Extract: Begin
The struggle to contain the coronavirus pandemic has featured prominently in leaders' speeches over the past few days - many of them delivered remotely because of the virus.

Country after country acknowledged the wide disparity in accessing the vaccine.

South Africa's president Cyril Ramaphosa pointed to vaccines as "the greatest defence humanity has against the ravages of this pandemic".

"It is therefore a great concern the global community has not sustained the principles of solidarity and co-operation in securing equitable access to COVID-19 vaccines," he said.

"It is an indictment on humanity that more than 82 per cent of the world's vaccine doses have been acquired by wealthy countries, while less than 1 per cent has gone to low-income countries."

He and others urged UN member states to support a proposal to temporarily waive certain intellectual property rights, to allow more countries, particularly those of low and middle income, to produce vaccines.

Earlier this year, US President Joe Biden broke with European allies to embrace the waivers, but there has been no movement toward the necessary global consensus.

Angola President Joao Lourenco said it was "shocking to see the disparity between some nations and others with respect to availability of vaccines".

"These disparities allow for third doses to be given, in some cases, while, in other cases, as in Africa, the vast majority of the population has not even received the first dose," Lourenco said.

The US, Britain, France, Germany and Israel are among the countries that have begun administering boosters or announced plans to do so.

Namibia President Hage Geingob called it "vaccine apartheid".
Extract: End
| Prompt A |
In the excerpt on unequal vaccine access, what did Namibia President Hage Geingob call the disparity in vaccine availability?
| Prompt B |
Write out the excerpt on unequal vaccine access from "The struggle to" to "accessing the vaccine.", copied word for word.
| Prompt C |
Pick up the excerpt on unequal vaccine access after its final sentence and carry it forward.
Supplied entries: Begin
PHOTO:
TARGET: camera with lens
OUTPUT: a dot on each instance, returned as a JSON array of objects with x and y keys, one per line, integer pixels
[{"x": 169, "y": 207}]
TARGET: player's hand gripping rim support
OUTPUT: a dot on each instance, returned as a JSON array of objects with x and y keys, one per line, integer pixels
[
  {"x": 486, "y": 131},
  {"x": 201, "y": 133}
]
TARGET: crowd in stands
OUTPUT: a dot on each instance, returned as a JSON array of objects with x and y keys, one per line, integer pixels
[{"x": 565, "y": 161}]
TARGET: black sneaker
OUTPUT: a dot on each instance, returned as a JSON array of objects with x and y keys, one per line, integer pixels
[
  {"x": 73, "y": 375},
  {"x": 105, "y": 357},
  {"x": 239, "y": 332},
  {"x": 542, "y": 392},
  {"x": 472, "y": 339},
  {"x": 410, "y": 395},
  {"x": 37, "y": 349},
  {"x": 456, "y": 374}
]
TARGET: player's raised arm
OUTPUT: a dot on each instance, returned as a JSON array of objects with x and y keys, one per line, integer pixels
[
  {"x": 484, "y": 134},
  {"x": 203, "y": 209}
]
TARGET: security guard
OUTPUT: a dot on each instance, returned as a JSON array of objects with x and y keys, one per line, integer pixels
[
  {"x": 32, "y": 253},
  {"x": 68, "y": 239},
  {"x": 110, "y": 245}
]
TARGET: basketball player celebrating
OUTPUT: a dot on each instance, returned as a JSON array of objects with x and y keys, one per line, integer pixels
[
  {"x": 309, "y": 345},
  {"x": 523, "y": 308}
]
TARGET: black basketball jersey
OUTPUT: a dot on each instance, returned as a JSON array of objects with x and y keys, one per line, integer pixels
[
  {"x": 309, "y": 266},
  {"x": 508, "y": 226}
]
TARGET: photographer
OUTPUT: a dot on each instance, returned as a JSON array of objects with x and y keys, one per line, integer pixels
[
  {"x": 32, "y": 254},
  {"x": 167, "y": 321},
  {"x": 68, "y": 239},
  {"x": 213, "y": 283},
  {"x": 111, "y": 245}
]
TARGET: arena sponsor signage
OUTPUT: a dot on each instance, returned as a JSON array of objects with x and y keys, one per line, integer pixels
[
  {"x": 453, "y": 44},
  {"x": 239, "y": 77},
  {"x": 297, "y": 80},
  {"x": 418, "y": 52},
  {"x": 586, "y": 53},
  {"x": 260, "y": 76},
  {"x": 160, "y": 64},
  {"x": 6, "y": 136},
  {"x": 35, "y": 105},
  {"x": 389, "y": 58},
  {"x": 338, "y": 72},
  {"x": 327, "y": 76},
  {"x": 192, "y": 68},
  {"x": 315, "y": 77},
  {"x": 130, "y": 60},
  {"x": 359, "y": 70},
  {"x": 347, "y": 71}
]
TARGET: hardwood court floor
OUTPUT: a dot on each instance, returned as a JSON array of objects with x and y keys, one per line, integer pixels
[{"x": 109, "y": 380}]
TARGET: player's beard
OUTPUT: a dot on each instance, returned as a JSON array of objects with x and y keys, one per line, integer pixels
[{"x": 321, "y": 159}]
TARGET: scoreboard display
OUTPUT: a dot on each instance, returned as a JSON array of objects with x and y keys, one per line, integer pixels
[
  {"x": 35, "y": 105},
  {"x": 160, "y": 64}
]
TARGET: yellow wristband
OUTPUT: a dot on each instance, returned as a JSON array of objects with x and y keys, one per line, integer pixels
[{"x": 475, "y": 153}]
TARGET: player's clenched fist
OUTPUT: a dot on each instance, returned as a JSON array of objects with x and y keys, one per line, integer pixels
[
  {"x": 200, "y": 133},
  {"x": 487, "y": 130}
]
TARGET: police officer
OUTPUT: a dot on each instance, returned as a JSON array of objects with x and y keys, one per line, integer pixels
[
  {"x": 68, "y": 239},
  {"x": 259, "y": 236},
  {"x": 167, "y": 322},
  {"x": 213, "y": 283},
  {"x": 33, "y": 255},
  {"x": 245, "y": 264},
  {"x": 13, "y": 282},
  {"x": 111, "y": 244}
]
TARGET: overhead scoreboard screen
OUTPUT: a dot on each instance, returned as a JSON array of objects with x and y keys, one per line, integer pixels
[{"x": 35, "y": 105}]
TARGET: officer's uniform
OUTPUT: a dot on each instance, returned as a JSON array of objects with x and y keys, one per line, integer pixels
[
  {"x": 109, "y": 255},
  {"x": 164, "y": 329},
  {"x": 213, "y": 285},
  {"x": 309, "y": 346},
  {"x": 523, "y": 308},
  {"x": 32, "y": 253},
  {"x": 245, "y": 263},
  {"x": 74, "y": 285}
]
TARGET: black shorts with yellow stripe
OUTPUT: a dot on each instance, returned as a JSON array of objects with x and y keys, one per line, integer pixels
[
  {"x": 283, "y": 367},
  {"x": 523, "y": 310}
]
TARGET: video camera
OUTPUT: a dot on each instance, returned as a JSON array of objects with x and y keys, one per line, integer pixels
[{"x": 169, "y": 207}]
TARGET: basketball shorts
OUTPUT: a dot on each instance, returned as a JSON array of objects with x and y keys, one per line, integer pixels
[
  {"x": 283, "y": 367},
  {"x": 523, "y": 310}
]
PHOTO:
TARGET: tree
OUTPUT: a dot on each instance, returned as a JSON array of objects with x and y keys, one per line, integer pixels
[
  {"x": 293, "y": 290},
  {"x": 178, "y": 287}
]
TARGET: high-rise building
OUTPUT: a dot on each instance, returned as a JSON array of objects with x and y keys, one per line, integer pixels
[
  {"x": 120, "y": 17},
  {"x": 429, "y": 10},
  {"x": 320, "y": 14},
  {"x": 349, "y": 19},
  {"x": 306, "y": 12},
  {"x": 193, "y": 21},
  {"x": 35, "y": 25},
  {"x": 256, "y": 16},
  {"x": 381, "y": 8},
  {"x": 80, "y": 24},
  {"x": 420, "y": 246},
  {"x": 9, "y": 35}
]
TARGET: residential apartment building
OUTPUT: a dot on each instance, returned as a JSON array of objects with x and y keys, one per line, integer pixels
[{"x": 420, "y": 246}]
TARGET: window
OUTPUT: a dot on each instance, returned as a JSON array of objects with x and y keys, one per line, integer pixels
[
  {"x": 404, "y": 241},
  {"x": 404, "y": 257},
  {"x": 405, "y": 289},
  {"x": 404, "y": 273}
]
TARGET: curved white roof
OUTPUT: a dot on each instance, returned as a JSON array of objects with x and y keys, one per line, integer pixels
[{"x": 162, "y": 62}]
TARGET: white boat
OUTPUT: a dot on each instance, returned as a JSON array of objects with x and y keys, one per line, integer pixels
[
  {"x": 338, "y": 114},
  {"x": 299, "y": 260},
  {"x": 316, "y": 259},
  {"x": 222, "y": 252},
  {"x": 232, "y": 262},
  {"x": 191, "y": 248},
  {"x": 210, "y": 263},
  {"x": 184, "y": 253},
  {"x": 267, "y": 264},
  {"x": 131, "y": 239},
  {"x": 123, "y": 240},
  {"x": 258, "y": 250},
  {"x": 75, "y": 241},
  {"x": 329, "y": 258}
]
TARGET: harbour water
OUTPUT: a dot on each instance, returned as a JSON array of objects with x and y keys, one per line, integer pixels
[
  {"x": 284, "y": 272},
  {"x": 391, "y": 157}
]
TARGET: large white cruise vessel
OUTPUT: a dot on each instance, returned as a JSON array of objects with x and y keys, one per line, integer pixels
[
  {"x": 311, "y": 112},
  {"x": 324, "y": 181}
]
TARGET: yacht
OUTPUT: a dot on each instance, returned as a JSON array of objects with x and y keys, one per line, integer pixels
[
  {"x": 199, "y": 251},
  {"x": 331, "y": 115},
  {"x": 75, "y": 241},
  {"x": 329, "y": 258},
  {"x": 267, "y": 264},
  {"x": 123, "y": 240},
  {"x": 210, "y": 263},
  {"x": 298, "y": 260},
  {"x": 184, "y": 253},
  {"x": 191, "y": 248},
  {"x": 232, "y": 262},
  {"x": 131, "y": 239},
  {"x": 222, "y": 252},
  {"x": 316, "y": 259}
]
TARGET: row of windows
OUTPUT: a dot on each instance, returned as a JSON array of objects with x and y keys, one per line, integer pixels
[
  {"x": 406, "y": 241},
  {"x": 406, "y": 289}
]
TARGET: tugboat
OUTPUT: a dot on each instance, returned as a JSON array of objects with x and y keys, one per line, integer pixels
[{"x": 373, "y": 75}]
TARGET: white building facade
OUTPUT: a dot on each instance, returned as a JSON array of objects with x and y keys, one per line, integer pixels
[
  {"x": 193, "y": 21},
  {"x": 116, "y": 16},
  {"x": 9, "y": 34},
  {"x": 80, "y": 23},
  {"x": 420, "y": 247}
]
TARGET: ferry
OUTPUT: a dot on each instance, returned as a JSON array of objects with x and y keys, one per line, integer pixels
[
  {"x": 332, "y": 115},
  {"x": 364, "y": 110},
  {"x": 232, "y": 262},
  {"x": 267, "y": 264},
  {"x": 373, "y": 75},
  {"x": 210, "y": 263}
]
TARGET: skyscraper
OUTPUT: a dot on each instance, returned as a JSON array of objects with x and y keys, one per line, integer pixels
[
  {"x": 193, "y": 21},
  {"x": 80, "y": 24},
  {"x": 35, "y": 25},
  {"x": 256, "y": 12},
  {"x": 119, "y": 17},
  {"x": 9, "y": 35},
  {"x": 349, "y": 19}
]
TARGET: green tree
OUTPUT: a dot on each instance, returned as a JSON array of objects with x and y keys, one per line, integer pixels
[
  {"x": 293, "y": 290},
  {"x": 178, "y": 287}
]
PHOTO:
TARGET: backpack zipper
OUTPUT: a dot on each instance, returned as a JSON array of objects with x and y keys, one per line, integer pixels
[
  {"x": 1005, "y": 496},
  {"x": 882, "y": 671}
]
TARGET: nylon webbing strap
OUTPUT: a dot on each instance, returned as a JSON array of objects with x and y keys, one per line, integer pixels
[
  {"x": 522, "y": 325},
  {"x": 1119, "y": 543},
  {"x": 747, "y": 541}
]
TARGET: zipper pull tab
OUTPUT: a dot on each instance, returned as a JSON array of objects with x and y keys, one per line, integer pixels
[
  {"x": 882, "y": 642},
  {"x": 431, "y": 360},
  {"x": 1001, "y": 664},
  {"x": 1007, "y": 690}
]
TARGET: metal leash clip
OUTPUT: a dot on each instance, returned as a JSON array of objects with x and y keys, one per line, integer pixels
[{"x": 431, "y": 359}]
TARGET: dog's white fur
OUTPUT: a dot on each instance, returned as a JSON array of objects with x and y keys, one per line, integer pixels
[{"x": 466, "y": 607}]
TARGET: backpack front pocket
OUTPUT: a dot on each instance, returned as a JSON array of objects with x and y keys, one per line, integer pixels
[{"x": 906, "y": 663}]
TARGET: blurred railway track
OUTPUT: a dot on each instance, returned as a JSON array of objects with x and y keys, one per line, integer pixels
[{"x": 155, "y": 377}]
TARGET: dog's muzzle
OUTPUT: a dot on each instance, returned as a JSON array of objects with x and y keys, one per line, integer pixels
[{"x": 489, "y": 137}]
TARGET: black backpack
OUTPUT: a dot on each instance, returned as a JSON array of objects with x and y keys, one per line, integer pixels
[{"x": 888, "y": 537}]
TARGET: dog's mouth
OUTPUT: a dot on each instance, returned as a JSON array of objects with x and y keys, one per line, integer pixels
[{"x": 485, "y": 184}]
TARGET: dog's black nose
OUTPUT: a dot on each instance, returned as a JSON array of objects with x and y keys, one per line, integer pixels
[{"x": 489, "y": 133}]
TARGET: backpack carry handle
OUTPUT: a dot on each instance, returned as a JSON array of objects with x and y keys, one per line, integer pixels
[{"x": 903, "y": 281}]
Supplied entries: End
| Result A |
He called it "vaccine apartheid."

| Result B |
The struggle to contain the coronavirus pandemic has featured prominently in leaders' speeches over the past few days - many of them delivered remotely because of the virus.

Country after country acknowledged the wide disparity in accessing the vaccine.

| Result C |
"There is a virus far more terrible, far more harrowing than COVID-19. It is the virus of inequality," said the president of the Indian Ocean island nation of the Seychelles, Wavel Ramkalawan.

The grim consequences of COVID-19 hit Tanzania especially hard when the East African country's then-president John Magufuli, who had insisted the coronavirus could be defeated with prayer, died in March.

The presidency went to his deputy, Samia Suluhu Hassan, who has since changed Tanzania's course on the pandemic but still sees great challenges ahead.

"We tend to forget that no one is safe until everyone is safe," she said during her speech on Thursday.

On Wednesday, Biden announced the US would double its purchase of Pfizer's COVID-19 shots to share with the world to one billion doses, with the goal of vaccinating 70 per cent of the global population within the next year.

The WHO says only 15 per cent of promised donations of vaccines - from rich countries that have access to large quantities of them - have been delivered.

The UN health agency has said it wants countries to fulfil their dose-sharing pledges "immediately" and make shots available for programs that benefit poor countries, and Africa in particular.